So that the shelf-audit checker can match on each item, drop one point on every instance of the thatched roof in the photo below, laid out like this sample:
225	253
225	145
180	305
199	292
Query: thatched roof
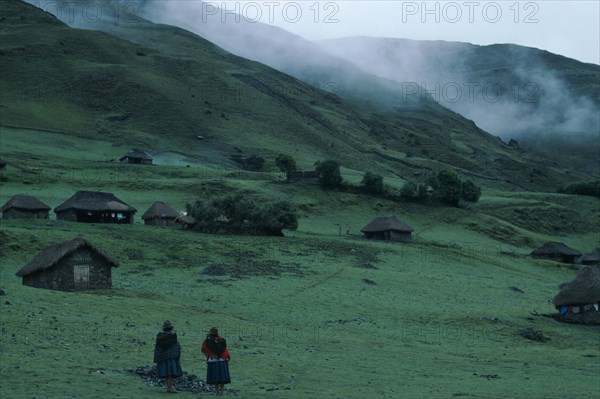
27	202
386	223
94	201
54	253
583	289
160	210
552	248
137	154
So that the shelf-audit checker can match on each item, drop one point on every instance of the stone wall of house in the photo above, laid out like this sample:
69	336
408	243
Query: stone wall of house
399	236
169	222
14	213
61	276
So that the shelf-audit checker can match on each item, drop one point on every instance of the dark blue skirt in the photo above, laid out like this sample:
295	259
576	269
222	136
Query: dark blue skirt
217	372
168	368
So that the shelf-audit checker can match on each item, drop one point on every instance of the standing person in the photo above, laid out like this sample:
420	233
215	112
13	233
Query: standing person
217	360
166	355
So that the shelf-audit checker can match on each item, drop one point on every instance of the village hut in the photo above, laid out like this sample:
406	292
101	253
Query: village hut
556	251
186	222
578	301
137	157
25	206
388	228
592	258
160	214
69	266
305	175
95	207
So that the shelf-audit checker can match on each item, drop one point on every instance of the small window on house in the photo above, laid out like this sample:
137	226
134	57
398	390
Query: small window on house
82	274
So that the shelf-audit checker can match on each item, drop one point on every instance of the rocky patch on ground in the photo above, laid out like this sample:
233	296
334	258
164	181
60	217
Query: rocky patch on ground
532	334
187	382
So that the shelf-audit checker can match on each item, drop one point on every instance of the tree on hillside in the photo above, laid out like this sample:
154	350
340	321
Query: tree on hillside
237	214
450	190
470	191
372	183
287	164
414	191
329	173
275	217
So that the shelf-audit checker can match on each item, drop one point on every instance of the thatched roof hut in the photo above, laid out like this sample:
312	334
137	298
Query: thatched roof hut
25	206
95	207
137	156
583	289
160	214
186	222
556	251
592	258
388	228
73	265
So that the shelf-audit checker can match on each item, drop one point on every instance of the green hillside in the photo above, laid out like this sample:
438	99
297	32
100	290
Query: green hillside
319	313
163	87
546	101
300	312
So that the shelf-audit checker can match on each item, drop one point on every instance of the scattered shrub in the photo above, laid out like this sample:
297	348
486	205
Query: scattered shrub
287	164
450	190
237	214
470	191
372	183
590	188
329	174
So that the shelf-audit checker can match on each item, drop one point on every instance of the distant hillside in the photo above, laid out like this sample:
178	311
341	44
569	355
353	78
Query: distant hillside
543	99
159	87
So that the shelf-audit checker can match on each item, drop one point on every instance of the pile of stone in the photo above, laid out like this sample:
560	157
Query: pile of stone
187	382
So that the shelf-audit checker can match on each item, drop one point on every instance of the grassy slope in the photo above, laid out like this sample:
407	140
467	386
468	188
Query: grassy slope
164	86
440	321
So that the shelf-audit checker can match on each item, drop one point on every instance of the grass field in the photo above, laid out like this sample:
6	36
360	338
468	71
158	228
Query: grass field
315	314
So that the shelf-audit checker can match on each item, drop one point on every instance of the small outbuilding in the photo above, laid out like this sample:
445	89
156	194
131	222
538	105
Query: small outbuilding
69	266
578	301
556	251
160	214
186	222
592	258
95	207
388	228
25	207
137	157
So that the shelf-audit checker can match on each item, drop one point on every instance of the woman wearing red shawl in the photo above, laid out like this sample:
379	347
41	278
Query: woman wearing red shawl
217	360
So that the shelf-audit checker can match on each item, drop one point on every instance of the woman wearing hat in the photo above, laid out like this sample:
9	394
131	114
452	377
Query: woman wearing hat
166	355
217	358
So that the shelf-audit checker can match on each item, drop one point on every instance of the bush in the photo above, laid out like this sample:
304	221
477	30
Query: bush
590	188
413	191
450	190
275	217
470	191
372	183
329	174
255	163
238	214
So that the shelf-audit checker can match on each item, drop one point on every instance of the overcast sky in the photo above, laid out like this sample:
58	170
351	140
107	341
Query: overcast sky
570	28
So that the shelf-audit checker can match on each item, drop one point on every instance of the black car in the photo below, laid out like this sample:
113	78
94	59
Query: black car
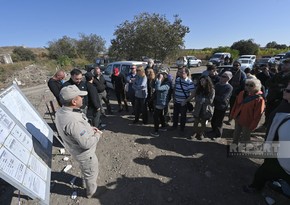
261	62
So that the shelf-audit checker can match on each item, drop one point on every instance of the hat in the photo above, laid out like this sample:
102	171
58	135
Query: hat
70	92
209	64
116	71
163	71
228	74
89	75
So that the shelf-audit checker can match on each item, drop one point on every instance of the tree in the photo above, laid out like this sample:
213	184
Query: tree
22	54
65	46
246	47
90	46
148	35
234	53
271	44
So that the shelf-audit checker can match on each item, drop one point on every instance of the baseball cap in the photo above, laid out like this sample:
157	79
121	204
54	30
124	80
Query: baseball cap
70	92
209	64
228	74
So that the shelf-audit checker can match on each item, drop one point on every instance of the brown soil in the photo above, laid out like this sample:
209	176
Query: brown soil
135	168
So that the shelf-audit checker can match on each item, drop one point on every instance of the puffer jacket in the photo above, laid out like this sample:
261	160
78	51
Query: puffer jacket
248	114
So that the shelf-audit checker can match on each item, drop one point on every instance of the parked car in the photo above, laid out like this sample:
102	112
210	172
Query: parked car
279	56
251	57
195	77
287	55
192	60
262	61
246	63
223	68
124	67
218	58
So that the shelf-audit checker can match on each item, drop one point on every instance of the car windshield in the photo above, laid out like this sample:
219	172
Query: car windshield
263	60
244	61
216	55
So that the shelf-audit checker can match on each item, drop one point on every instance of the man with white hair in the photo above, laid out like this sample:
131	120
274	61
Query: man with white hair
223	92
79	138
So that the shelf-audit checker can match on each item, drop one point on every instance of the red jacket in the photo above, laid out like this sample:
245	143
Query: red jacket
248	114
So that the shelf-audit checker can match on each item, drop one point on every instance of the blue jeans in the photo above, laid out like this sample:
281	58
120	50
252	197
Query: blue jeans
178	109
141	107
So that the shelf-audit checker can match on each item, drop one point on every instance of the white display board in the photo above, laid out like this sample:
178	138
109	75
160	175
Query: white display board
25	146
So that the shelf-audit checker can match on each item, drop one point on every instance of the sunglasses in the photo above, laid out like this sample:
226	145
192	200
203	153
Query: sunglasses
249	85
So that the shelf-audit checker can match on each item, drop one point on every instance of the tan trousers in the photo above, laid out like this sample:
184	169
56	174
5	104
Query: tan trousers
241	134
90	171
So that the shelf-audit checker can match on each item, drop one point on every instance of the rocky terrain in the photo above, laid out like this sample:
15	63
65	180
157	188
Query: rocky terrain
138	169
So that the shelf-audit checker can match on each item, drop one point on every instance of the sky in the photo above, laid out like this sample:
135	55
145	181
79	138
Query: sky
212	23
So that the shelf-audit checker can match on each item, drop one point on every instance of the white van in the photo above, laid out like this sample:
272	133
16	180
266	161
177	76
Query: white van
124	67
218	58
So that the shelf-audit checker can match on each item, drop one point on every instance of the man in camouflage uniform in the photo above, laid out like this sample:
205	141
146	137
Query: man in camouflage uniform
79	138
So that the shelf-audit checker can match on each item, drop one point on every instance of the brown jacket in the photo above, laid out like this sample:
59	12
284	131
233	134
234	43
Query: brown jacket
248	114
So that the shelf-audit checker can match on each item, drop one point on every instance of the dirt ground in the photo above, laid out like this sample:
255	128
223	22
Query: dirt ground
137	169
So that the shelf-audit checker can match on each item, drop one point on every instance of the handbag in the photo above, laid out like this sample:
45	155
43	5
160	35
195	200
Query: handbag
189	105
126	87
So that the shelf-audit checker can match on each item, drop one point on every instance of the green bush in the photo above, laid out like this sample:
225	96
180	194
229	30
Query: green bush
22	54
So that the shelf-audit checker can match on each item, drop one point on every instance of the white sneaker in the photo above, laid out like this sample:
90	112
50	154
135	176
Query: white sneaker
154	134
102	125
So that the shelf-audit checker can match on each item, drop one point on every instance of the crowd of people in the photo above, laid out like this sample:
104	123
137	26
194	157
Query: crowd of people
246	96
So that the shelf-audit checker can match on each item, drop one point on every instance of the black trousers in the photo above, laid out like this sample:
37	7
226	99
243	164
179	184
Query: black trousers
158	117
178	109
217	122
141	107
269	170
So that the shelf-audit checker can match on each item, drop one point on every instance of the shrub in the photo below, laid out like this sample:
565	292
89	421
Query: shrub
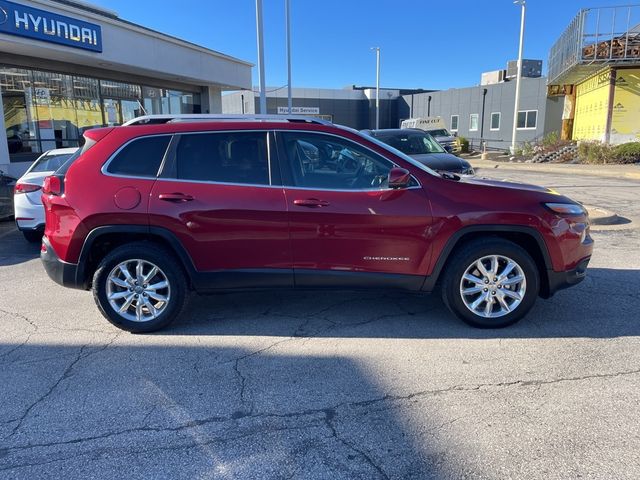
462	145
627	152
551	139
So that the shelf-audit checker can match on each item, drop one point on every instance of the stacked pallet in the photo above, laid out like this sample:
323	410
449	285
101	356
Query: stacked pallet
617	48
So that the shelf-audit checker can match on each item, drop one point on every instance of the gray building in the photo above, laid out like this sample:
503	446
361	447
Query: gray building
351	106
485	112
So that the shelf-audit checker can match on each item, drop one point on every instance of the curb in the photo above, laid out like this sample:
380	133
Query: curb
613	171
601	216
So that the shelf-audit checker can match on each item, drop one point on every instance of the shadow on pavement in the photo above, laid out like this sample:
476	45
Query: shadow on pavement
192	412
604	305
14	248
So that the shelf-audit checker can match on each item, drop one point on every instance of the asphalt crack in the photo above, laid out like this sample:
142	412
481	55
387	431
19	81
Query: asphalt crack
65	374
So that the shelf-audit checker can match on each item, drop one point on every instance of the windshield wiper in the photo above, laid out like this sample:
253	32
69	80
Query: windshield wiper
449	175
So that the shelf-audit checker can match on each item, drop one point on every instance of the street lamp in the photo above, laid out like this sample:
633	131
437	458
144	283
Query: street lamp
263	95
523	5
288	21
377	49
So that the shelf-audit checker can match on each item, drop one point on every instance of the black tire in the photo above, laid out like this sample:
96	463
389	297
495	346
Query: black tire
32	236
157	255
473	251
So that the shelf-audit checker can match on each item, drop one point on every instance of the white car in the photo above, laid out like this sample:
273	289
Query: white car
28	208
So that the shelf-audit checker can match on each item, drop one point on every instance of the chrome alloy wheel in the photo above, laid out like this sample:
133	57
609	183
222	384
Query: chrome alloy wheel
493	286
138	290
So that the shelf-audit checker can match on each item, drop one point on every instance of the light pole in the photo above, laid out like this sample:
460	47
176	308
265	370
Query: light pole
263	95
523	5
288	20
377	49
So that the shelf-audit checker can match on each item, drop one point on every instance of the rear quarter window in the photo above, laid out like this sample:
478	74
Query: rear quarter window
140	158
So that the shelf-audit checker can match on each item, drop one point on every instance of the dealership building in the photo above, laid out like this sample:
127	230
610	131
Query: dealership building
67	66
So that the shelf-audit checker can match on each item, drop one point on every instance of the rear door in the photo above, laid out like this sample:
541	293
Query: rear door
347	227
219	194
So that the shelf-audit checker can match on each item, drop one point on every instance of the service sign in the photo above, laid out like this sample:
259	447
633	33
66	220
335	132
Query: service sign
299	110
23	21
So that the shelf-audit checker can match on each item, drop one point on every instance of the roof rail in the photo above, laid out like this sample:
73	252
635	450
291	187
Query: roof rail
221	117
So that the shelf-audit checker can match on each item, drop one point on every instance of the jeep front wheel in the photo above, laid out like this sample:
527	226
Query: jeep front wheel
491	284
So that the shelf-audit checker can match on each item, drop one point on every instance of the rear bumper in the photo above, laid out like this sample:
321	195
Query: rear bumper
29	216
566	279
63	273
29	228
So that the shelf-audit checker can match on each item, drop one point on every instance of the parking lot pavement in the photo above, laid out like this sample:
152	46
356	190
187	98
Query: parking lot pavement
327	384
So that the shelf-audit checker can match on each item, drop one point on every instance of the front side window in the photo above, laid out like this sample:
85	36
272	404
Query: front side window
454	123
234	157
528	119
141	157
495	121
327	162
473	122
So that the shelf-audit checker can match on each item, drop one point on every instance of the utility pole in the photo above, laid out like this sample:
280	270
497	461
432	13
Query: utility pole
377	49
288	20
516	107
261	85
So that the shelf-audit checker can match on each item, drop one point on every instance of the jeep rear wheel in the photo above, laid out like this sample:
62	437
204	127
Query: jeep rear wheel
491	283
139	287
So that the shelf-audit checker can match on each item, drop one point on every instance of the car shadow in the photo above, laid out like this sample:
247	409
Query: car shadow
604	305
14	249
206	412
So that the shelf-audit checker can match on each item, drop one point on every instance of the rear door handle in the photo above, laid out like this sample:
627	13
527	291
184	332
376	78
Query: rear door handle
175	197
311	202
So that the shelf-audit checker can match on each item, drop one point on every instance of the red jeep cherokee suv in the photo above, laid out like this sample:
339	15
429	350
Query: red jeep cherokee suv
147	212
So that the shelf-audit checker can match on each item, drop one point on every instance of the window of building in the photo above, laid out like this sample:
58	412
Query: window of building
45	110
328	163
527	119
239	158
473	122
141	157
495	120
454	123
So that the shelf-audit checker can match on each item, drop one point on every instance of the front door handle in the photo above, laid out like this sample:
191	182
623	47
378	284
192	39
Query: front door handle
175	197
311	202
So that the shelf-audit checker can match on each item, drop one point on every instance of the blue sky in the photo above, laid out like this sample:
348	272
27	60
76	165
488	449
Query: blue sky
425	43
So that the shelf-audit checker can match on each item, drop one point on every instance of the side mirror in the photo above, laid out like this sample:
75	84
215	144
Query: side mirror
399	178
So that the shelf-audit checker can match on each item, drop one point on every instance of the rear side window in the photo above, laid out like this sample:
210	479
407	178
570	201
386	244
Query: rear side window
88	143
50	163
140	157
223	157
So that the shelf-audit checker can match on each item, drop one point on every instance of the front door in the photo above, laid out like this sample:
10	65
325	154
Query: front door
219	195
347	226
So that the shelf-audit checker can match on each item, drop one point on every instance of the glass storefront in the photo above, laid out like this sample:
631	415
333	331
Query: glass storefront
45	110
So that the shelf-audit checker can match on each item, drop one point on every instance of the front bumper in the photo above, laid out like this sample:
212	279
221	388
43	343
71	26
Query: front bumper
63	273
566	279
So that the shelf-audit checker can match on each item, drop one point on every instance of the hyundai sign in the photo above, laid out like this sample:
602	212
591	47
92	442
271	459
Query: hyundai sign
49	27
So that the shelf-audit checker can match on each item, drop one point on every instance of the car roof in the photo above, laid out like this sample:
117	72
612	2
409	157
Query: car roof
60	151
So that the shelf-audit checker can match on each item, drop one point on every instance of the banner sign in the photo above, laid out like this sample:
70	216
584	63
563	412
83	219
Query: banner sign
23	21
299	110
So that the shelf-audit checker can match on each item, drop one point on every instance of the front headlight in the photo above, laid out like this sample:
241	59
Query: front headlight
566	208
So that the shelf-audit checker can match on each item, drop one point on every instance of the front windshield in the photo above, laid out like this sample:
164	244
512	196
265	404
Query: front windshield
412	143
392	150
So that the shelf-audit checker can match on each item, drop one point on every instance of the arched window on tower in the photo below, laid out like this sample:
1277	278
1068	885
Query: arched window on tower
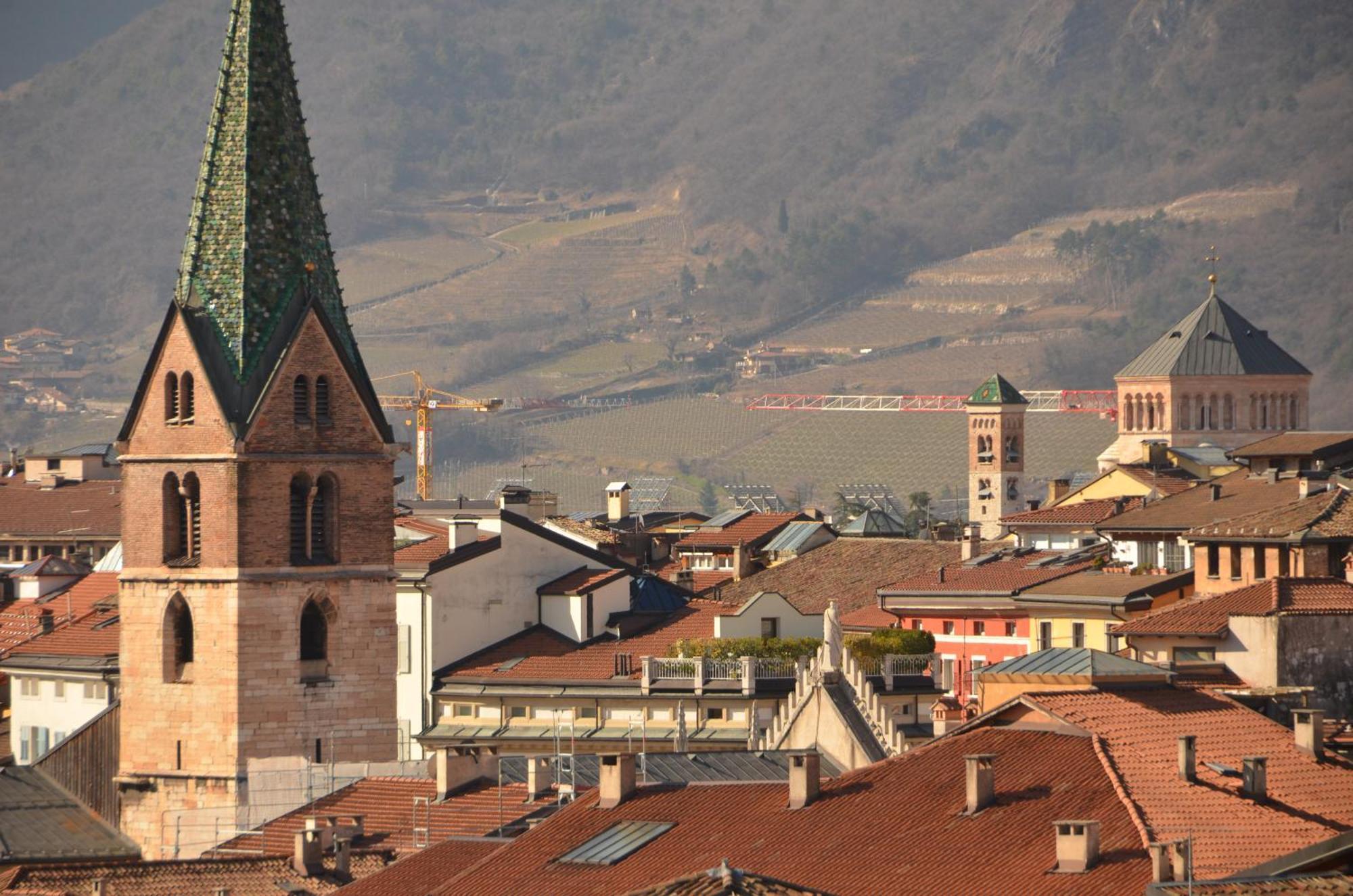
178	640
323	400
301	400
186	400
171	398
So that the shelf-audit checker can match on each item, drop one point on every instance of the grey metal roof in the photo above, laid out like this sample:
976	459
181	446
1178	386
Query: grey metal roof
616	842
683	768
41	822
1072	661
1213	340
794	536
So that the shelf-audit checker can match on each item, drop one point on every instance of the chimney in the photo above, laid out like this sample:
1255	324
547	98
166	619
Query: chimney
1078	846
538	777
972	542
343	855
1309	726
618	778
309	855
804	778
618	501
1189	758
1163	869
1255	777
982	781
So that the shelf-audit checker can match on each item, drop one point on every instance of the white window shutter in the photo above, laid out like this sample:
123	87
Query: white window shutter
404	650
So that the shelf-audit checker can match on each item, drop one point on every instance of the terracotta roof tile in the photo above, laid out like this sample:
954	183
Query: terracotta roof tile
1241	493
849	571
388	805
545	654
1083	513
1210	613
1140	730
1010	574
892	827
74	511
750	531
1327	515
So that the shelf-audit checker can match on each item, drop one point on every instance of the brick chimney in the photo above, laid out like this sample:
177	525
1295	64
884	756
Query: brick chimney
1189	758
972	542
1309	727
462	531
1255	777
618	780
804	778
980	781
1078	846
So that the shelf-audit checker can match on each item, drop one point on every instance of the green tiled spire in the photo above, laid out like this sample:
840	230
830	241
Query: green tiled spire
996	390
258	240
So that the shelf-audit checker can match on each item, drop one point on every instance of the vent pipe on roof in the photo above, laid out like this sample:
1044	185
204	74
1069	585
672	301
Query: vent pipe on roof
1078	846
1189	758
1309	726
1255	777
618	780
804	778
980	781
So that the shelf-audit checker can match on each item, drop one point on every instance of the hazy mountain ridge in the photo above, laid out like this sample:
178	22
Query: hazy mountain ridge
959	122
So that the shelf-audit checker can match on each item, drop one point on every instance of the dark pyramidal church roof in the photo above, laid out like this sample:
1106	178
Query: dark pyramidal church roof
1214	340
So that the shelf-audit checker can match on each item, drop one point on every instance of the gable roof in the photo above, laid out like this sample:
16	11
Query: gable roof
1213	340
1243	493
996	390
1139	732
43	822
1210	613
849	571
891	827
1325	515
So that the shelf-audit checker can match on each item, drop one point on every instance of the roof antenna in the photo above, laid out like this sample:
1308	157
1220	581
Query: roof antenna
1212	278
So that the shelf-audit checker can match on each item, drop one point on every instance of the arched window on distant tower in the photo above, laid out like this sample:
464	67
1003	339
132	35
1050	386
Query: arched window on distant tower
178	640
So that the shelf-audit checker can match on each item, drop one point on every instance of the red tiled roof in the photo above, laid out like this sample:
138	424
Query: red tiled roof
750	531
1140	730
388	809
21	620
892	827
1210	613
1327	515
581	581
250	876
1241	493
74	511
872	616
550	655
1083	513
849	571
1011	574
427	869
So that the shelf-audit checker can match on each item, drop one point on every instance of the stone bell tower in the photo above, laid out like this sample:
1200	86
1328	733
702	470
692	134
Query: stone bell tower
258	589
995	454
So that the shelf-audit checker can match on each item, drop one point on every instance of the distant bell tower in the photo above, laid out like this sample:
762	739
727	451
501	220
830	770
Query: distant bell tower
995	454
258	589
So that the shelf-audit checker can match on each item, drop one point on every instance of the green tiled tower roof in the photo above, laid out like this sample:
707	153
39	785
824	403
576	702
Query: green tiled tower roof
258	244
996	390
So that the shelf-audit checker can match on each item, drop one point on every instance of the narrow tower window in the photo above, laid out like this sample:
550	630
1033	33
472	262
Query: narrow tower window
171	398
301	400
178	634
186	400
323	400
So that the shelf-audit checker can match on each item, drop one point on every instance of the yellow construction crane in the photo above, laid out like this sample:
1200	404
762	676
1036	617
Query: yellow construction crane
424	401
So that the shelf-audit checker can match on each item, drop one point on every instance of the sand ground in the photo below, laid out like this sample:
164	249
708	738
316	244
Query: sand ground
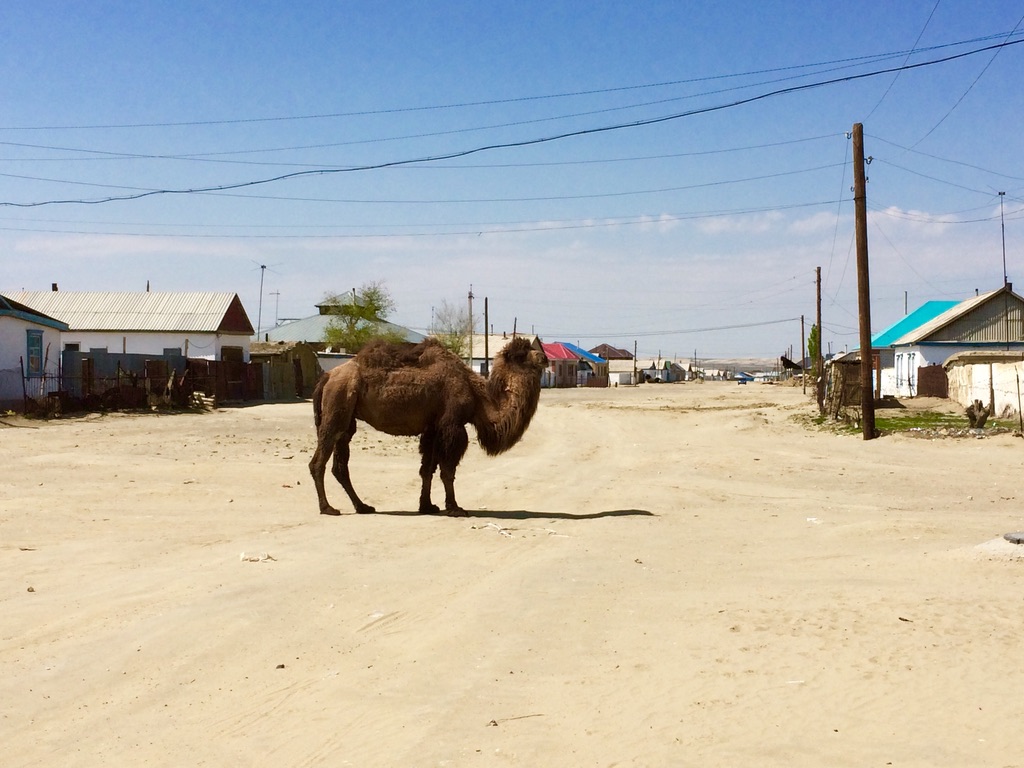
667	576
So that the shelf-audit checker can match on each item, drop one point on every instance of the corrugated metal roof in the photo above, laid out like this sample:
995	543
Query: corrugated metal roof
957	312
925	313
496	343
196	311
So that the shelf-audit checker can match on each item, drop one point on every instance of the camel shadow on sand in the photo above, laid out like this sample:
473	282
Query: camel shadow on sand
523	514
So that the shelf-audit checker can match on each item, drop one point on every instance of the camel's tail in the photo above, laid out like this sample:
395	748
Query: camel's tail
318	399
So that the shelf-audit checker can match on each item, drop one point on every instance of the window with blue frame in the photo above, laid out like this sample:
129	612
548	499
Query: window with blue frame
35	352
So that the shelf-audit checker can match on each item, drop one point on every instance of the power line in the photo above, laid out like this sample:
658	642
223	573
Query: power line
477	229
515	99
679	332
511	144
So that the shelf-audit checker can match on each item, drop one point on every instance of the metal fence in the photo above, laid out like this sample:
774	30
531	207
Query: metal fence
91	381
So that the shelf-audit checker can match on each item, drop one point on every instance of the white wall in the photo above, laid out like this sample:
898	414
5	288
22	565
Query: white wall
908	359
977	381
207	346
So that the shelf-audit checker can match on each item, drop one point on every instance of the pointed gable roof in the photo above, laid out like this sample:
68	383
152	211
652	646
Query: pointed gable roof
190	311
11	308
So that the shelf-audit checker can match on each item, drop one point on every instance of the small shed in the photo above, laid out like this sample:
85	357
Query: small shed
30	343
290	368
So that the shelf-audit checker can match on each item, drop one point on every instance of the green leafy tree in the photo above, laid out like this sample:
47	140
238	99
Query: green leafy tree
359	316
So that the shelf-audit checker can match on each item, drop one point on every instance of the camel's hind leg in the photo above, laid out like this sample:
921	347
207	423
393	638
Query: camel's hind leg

§ **Work item**: Write out, exactly as shown, only the lines running from the one that contains "Query: small shed" to the last line above.

§ **Output for this task**:
Query: small shed
30	343
290	368
So that the shelf-audit checker can match on each item, drop one point on every instance of the green leafy tree in the photo above, laid out like this sample:
47	140
238	99
Query: green leafy tree
359	316
So that the shelf-audit checker can match on each item, drop one point on every instance of the camel's hind leg in the photo above, laid out like this sample:
921	347
207	423
393	638
Query: camel's hind leg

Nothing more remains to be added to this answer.